## [What you should do]
Give only the lines from the one containing "Exercise. Point to the wooden beam" through the end of the material below, exactly as written.
»»
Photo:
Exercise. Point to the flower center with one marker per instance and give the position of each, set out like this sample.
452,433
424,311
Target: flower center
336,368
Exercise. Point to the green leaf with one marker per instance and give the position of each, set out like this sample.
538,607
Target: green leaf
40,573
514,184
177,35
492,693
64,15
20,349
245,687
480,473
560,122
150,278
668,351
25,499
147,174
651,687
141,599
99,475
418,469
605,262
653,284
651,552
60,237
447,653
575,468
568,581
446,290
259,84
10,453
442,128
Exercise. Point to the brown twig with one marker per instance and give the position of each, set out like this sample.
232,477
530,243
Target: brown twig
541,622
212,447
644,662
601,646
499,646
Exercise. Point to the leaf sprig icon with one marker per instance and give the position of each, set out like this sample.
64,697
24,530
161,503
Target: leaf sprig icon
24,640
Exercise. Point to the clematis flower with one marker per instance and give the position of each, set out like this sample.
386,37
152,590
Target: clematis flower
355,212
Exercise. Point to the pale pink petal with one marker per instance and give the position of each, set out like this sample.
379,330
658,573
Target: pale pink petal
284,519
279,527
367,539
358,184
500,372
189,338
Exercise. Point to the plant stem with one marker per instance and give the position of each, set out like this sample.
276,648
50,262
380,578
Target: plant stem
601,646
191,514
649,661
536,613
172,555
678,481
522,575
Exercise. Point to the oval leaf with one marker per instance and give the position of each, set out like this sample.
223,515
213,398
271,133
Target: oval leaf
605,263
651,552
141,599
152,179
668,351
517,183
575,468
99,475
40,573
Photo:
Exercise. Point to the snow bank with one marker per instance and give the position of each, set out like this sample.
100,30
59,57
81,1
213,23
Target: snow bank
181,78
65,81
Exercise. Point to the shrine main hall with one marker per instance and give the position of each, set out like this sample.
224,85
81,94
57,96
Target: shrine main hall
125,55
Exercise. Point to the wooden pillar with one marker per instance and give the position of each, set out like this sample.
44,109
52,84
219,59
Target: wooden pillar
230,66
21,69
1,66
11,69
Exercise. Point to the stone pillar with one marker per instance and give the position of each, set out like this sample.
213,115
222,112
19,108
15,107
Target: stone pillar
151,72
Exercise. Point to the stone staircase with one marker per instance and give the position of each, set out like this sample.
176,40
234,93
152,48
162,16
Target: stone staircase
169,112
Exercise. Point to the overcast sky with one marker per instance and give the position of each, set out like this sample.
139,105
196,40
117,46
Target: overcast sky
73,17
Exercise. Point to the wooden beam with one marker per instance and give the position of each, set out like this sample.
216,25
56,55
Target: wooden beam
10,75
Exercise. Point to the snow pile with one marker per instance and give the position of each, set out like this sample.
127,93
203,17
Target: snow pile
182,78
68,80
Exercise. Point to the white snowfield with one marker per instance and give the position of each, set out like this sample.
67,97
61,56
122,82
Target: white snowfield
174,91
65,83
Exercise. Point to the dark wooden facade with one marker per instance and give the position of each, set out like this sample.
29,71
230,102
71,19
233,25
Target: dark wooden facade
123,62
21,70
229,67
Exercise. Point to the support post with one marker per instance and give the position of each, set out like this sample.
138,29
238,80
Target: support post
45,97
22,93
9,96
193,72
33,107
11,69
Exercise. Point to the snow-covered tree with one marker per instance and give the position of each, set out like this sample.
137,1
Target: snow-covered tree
««
## [Solution for this problem]
Exercise. Point to the wooden beam with one marker per instance and give the position of each, set out like this sample.
216,25
56,55
Target: wooden beam
10,75
Exercise. Point to the snow pile with one marker per instance and give the position of each, set out like this sample.
127,93
203,17
Target: snow pile
182,78
68,80
Exercise. Point to the white snowfield with one marker per instance and give the position of each, set out like this sample.
67,97
61,56
122,82
Target: white snowfield
174,91
65,83
Exercise. Point to the dark wooden facade with one marker per instance and give the position of each, set out like this sample.
29,71
230,102
71,19
233,25
Target: dark wooden facade
123,62
21,70
229,67
Exercise. Point to the support post with one marker per instance and give the position of each, set out like this sample.
138,29
238,80
Target: support post
45,97
22,93
9,96
193,72
33,107
11,69
Exercise. Point to the snow-covered tree with one marker per instance and give the position of each, set out like this sample.
137,1
Target: snow-covered tree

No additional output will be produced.